- WHAT TO PRODUCE
Reproduce, word for word, the material below from the line containing "Please inspect the image above and tell me where the turquoise" through its final line, both ends included.

- DATA FOR PROCESSING
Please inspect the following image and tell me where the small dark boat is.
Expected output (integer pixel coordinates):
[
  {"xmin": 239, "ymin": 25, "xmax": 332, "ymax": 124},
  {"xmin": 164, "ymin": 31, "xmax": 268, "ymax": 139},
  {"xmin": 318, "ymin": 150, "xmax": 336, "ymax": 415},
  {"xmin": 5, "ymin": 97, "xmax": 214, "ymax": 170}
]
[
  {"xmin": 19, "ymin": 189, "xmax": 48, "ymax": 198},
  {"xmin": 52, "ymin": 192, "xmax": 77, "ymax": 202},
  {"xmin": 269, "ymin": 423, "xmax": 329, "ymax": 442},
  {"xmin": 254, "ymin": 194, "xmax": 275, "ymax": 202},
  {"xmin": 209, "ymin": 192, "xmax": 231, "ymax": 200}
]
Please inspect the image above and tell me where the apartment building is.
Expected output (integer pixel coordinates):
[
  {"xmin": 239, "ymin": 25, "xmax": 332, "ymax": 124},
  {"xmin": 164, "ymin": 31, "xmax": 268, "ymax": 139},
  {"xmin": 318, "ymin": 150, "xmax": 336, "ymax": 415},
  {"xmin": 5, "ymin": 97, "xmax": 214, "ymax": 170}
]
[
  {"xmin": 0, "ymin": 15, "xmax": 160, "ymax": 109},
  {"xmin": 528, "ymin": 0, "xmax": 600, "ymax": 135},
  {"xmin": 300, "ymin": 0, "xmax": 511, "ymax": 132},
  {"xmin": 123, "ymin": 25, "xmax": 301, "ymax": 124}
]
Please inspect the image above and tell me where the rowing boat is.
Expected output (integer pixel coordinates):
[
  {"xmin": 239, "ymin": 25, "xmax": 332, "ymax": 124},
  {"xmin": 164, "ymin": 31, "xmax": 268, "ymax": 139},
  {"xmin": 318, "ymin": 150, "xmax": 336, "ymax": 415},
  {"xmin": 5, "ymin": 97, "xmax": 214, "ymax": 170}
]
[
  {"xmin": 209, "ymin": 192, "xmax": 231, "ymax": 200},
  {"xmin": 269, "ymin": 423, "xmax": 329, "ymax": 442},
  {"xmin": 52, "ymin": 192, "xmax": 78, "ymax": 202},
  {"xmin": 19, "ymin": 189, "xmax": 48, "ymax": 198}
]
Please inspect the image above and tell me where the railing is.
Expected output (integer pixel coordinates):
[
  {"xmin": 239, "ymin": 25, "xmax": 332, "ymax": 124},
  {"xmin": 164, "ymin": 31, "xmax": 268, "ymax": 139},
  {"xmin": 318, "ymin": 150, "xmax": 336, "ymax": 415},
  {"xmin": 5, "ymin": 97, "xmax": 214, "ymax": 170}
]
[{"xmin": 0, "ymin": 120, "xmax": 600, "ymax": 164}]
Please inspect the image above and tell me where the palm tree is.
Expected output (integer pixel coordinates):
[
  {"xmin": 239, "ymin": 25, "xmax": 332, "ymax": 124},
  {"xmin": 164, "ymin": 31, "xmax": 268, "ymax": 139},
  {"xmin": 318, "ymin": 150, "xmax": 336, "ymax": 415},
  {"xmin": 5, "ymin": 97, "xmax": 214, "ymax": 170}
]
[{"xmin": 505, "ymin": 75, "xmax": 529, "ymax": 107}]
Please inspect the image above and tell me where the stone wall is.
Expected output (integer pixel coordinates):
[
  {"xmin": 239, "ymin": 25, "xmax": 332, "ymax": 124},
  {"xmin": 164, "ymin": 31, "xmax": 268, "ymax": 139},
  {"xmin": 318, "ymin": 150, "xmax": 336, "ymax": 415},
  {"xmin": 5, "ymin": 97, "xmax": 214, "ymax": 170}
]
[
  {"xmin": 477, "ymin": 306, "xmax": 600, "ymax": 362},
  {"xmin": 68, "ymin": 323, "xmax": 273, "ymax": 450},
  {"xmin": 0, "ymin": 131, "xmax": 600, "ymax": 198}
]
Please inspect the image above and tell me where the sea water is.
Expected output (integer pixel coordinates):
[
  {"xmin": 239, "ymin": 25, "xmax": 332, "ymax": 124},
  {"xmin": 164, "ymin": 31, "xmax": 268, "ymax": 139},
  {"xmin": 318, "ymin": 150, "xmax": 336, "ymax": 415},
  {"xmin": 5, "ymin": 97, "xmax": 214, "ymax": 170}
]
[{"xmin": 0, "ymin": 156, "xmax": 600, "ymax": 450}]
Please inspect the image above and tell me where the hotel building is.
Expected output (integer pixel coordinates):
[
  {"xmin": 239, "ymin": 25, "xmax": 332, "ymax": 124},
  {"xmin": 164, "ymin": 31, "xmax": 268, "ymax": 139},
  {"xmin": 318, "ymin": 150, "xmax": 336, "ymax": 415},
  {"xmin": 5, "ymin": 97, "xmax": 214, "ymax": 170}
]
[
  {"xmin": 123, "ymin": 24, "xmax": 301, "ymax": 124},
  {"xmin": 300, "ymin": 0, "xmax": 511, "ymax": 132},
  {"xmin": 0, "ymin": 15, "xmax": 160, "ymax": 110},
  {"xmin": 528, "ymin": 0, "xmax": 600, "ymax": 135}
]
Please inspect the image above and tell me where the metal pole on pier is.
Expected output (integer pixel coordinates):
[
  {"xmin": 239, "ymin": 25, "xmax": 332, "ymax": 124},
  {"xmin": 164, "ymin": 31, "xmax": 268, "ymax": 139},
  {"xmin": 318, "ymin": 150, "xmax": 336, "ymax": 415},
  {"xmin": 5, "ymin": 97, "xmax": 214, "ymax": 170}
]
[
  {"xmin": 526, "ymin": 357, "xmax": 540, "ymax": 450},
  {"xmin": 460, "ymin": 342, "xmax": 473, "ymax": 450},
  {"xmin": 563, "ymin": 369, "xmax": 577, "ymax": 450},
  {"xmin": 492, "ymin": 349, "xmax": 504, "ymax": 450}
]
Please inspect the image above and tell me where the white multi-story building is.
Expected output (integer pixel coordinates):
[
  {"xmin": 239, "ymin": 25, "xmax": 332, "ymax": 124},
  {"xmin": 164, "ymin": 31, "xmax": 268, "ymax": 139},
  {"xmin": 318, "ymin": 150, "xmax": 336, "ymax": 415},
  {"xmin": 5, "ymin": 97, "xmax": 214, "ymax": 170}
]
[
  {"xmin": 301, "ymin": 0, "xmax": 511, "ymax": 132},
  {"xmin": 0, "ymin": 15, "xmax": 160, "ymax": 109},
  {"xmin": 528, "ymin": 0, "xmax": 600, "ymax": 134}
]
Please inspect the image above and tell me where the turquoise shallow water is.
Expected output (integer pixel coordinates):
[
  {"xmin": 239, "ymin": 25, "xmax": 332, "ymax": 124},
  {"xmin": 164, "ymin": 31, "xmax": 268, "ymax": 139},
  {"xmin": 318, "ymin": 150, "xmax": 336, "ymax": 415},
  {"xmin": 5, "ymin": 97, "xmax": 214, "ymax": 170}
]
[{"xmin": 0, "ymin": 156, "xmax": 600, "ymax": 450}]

- OUTPUT FOR THIS EXERCISE
Please inspect the image above and tell me where the turquoise shallow water is.
Expected output (integer pixel coordinates):
[
  {"xmin": 239, "ymin": 25, "xmax": 332, "ymax": 124},
  {"xmin": 164, "ymin": 31, "xmax": 268, "ymax": 139},
  {"xmin": 318, "ymin": 150, "xmax": 336, "ymax": 415},
  {"xmin": 5, "ymin": 97, "xmax": 214, "ymax": 170}
]
[{"xmin": 0, "ymin": 156, "xmax": 600, "ymax": 450}]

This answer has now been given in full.